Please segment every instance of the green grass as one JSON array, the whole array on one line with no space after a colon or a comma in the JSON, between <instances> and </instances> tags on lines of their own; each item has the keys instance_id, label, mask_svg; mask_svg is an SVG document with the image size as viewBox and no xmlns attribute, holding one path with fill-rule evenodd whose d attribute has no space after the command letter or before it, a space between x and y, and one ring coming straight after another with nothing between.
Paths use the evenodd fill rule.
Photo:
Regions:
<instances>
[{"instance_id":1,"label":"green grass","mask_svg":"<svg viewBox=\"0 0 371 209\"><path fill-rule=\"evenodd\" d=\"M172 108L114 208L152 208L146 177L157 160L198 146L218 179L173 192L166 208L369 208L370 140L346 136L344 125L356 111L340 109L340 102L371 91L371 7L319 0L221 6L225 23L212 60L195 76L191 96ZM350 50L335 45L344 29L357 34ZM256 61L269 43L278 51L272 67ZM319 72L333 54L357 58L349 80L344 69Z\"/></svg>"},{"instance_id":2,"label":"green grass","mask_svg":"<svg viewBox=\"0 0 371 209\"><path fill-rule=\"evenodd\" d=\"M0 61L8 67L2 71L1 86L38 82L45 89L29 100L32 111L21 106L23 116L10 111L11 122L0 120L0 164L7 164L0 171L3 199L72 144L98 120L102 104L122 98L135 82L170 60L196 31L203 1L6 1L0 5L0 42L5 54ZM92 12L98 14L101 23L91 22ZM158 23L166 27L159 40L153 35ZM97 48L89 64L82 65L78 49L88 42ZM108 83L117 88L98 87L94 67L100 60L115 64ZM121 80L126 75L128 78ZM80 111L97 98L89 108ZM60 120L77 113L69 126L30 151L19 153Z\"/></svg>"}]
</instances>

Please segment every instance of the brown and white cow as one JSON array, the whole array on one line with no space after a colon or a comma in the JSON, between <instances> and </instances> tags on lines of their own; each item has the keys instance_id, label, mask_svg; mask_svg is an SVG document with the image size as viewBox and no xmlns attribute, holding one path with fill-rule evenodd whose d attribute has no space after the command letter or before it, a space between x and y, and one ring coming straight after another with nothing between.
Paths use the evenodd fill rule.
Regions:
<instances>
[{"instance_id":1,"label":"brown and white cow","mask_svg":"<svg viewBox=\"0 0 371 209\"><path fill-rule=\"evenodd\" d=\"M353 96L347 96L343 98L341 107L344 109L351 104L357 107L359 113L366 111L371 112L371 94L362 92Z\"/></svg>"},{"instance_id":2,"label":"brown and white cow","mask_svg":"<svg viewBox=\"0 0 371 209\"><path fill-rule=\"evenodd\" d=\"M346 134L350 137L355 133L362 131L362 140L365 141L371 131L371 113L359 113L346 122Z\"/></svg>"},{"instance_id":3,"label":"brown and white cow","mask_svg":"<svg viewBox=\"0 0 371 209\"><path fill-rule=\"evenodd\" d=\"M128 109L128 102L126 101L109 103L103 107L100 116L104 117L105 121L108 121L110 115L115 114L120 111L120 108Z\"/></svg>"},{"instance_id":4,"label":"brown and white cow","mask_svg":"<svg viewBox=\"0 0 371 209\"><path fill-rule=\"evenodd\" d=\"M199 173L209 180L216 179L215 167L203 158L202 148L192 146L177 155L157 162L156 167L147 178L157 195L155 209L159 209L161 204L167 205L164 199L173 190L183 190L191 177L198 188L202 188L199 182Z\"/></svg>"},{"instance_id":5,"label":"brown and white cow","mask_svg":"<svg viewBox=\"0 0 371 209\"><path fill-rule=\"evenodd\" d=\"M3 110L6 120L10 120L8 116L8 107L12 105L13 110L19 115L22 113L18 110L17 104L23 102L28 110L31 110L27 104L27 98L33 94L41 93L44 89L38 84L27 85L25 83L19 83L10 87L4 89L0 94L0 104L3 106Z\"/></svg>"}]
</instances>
-----
Print everything from the line containing "Please segment every instance of the brown" down to the end of the material, with both ends included and every line reproduced exactly.

Please segment every instance of the brown and white cow as one JSON array, the whole array on one line with no space after a colon or a comma in the JSON, between <instances> and </instances> tags on lines of their own; each item has the keys instance_id, label, mask_svg; mask_svg is an SVG document with the image size as viewBox and no xmlns attribute, holding one path with fill-rule evenodd whose d attribute has no space after the command letter or before it, a space between x and y, and one ring coming straight after another with nothing between.
Paths use the evenodd fill rule.
Regions:
<instances>
[{"instance_id":1,"label":"brown and white cow","mask_svg":"<svg viewBox=\"0 0 371 209\"><path fill-rule=\"evenodd\" d=\"M353 96L347 96L343 98L341 107L344 109L351 104L357 107L359 113L366 111L371 112L371 94L362 92Z\"/></svg>"},{"instance_id":2,"label":"brown and white cow","mask_svg":"<svg viewBox=\"0 0 371 209\"><path fill-rule=\"evenodd\" d=\"M346 134L350 137L355 133L362 131L362 140L365 141L371 131L371 113L359 113L346 122Z\"/></svg>"},{"instance_id":3,"label":"brown and white cow","mask_svg":"<svg viewBox=\"0 0 371 209\"><path fill-rule=\"evenodd\" d=\"M128 109L128 102L126 101L109 103L103 107L100 116L104 117L105 121L108 121L110 115L115 114L120 111L120 108Z\"/></svg>"},{"instance_id":4,"label":"brown and white cow","mask_svg":"<svg viewBox=\"0 0 371 209\"><path fill-rule=\"evenodd\" d=\"M199 173L209 180L216 179L215 167L203 158L202 148L192 146L177 155L157 162L156 167L147 178L157 195L155 209L159 209L161 204L167 205L164 199L173 190L183 190L191 177L198 188L202 188L199 182Z\"/></svg>"},{"instance_id":5,"label":"brown and white cow","mask_svg":"<svg viewBox=\"0 0 371 209\"><path fill-rule=\"evenodd\" d=\"M3 110L6 120L10 120L8 116L8 107L12 105L13 110L19 115L22 113L18 110L17 104L23 102L28 110L31 110L27 104L27 98L33 94L41 93L44 89L38 84L27 85L25 83L19 83L10 87L4 89L0 94L0 104L3 106Z\"/></svg>"}]
</instances>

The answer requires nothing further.